» **TEXT SEGMENT**:
━━━━━━━━━━━━━━━━━━━━
Dale Yu: Review of Solenia


  • Designer: Sebastien Dujardin
  • Publisher: Pearl Games
  • Players:
  • Age:
  • Time: 60 minutes
  • Times played: 4, with review copy provided by Pearl Games/Asmodee NA

So, this is one of the final reviews that I will write from Essen 2018 – mostly because I’m nearly at the end of the stack of games. Yet, this is one of the games that I played early on – and due to a less than awesome first experience, I found that I had a hard time getting it back to the table to play a few more times in order to write a review. And, in the end, I’m probably to blame for that bad experience for not sticking to my guns. In the end, I’m glad that I decided to play this one again as I have found that I really enjoy the game now.

In this game, players are traders on the world of Solenia, that somehow has managed to lose its day and night cycle – so that half of the world is always in daylight and the other half is always in night. Each side wants the resources that the other side makes, and you navigate around the world delivering goods to the places that want them.

The world is comprised of 5 double sided strips – 4 double sided tiles which are day on one side and night on the other and then a transition piece which is dawn and dusk. The game starts with this dawn/dusk in the center and two of day/night on either side. This is a conveyor belt of sorts because as you move forward on your travels, the rearmost tile will be moved to the front (and flipped over to change its day/night orientation). Thus, you will travel through a world that eventually has four tiles of day then dusk then four tiles of dark then dawn… (or the opposite pattern). The big yellow airship is placed in the center space of the central strip to start the game.
━━━━━━━━━━━━━━━━━━━━
» **SOURCE MATERIAL**:
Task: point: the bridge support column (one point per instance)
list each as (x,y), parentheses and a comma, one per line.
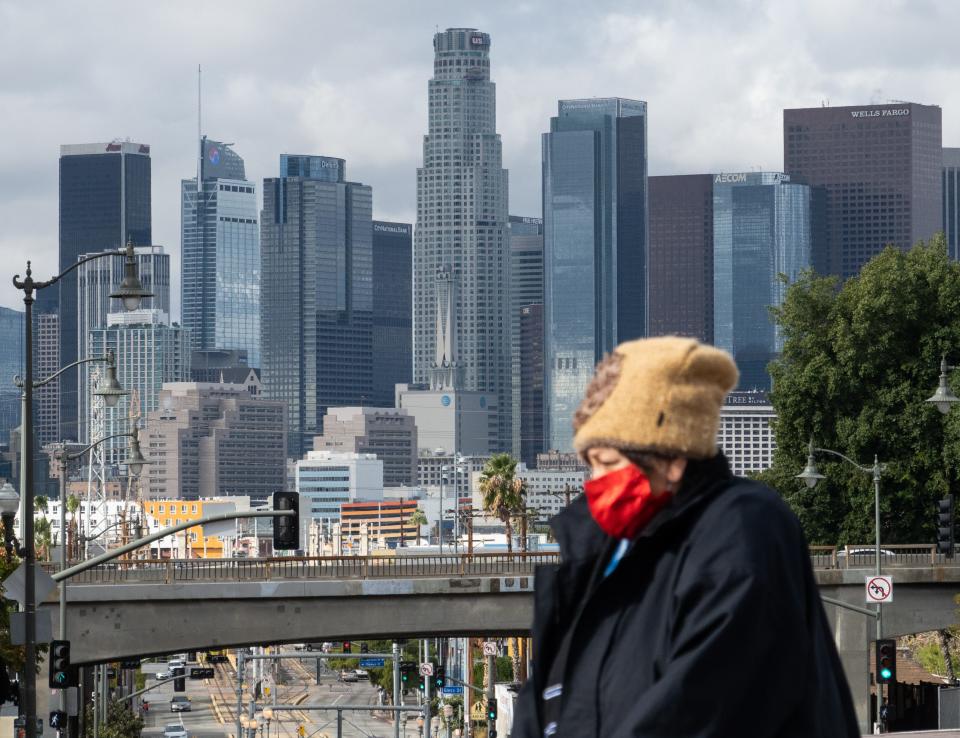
━━━━━━━━━━━━━━━━━━━━
» **SHORT TASK 1**: Repeat the passage of the Solenia review that begins at the words "The world is comprised" and ends after the words "start the game.".
» **SHORT TASK 2**: Write the next part of the Solenia review, picking up after its final sentence.

» **FINAL ANSWER 1**:
The world is comprised of 5 double sided strips – 4 double sided tiles which are day on one side and night on the other and then a transition piece which is dawn and dusk. The game starts with this dawn/dusk in the center and two of day/night on either side. This is a conveyor belt of sorts because as you move forward on your travels, the rearmost tile will be moved to the front (and flipped over to change its day/night orientation). Thus, you will travel through a world that eventually has four tiles of day then dusk then four tiles of dark then dawn… (or the opposite pattern). The big yellow airship is placed in the center space of the central strip to start the game.

» **FINAL ANSWER 2**:
Each player also gets a player board which represents their trader ship. Novices to the game are recommended to use the summer side of the player board. In the center, there are cargo bays to hold your collected resources. You are limited to holding as many resources as you have cargo holds on your ship. The top and bottom of your ship has spaces for you to store your completed delivery tiles – a supply of day tiles and a supply of night tiles is dealt to the table.  Each player has an identical deck of 16 cards – each with a hole in the center, a number value (0, 1 or 2) on top, and a special action on the bottom. Each player shuffles their deck and then deals themselves a hand of 3 cards.

The game is played over a string of 16 rounds – in each round, a player will play a card from his hand of cards, and thus, at the end of the game, all the cards in their deck will be played. On a turn, you must play a card to the board. Your card needs to be played on to an empty space (one that does not have a card on it already) and on a space which is adjacent to the airship token OR adjacent to one of your previously played cards. If you want to play in a space which is not adjacent, you can discard one resource from your ship for each space crossed from the airship or your card to the place you want to play.

There are two types of spaces – a production island where you collect resources or a floating city where you spend resources to meet the needs of a delivery tile. Regardless of where you play, you will see an icon through the hole in your card (either one of the four resources or a gold star on a city). When you play on a production space, you will collect resources matching the number on the top of the card and matching the icon seen through the hole in the card. (Yes, if you play a zero card here, you will not collect any resources when playing the card.)

If you play on a floating city, you first collect as many gold stars as match the number on your card. Then you must fulfill a delivery tile that matches the day/night status of the city you played the card on. Each delivery tile has a different set of resources necessary to complete it (and with a different VP value based on the number of resources needed to collect the tile). The delivery tile is then placed into a space on your player board, and then you collect the resource/star shown next to that area. The delivery tableau is then replenished to its full complement on tiles.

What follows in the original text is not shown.